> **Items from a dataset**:
((

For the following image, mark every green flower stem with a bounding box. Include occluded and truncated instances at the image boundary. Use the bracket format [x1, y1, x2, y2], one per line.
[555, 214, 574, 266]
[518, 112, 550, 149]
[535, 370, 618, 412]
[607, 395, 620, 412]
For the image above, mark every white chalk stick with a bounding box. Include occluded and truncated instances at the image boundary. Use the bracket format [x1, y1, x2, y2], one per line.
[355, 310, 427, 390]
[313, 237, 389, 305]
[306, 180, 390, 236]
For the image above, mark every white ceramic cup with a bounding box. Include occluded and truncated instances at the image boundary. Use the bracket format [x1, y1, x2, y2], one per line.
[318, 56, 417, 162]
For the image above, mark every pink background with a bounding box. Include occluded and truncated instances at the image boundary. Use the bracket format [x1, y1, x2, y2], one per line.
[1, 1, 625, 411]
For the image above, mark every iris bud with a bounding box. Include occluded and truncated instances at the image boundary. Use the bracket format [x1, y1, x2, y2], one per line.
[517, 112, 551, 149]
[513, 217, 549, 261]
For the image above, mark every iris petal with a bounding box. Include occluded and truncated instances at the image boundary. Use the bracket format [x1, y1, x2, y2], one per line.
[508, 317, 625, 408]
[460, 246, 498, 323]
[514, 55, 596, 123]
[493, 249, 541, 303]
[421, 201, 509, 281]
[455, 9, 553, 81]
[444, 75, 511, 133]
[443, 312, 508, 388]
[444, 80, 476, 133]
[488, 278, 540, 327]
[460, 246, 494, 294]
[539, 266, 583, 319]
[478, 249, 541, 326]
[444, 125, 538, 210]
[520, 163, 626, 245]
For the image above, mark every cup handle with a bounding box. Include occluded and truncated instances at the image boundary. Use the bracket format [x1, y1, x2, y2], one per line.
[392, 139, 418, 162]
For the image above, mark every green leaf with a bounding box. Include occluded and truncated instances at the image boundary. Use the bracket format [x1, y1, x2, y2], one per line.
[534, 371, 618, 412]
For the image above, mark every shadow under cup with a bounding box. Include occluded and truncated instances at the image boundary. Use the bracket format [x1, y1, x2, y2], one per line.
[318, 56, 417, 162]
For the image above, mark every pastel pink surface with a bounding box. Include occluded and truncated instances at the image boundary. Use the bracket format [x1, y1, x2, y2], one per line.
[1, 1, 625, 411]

))

> **What to produce**:
Each line above needs to be returned exactly as it is.

> **Answer to the problem**:
For the following image, mark every green flower stem with a bounding box. Include occluded and truncated instances at the image boundary. Use the bracket format [x1, y1, x2, y2], one per line.
[555, 214, 574, 266]
[518, 112, 550, 149]
[535, 370, 618, 412]
[607, 395, 620, 412]
For the image above, mark every white chalk stick with a bounding box. Include occluded and truncated instances at the image boundary. Use the bracket format [x1, y1, x2, y2], one per line.
[355, 310, 427, 390]
[313, 237, 389, 305]
[306, 180, 390, 236]
For the image above, mark every white ceramic cup with a bounding box. Include occluded and truncated instances at the image boundary. Use the bracket format [x1, y1, x2, y2], one per line.
[318, 56, 417, 162]
For the image above, mark every pink background with a bounding box. Include occluded and truncated instances at the image boundary. Use the bracket format [x1, y1, x2, y2], one per line.
[1, 1, 625, 411]
For the image above, mark every iris bud with a bounding box. Include occluded and truncated instances at the image boundary. Use the bracket format [x1, y1, x2, y2], one per line.
[517, 112, 551, 149]
[513, 217, 549, 261]
For the image above, mark every iris petal with a bounding box. Include occluded and truncated instances at the image boundary. Use the bracket format [x1, y1, x2, y2], one per line.
[508, 317, 625, 408]
[460, 246, 498, 323]
[514, 55, 596, 123]
[493, 249, 541, 303]
[421, 201, 509, 281]
[455, 9, 553, 81]
[444, 75, 511, 133]
[443, 312, 508, 388]
[444, 80, 476, 133]
[488, 278, 540, 327]
[460, 246, 494, 294]
[539, 266, 583, 319]
[478, 249, 541, 326]
[444, 125, 538, 210]
[520, 163, 626, 245]
For the image above, mark every cup handle with a bounding box. Include occluded and truncated instances at the image boundary. Use the bracket format [x1, y1, x2, y2], one per line.
[392, 139, 418, 162]
For the image above, mark every green leaf with a bounding box. Include occluded and truncated instances at the image boundary. Use the bracket format [x1, y1, x2, y2], one per line.
[534, 371, 618, 412]
For the image above, mark every shadow under cup with a bounding box. Include occluded and truncated instances at the image boundary. Use the bracket format [x1, y1, x2, y2], one per line.
[318, 56, 417, 162]
For the image above, mark every pastel pink surface with a bounding box. Include occluded and truncated instances at the image boundary. Use the bracket format [x1, y1, x2, y2], one per line.
[1, 1, 625, 411]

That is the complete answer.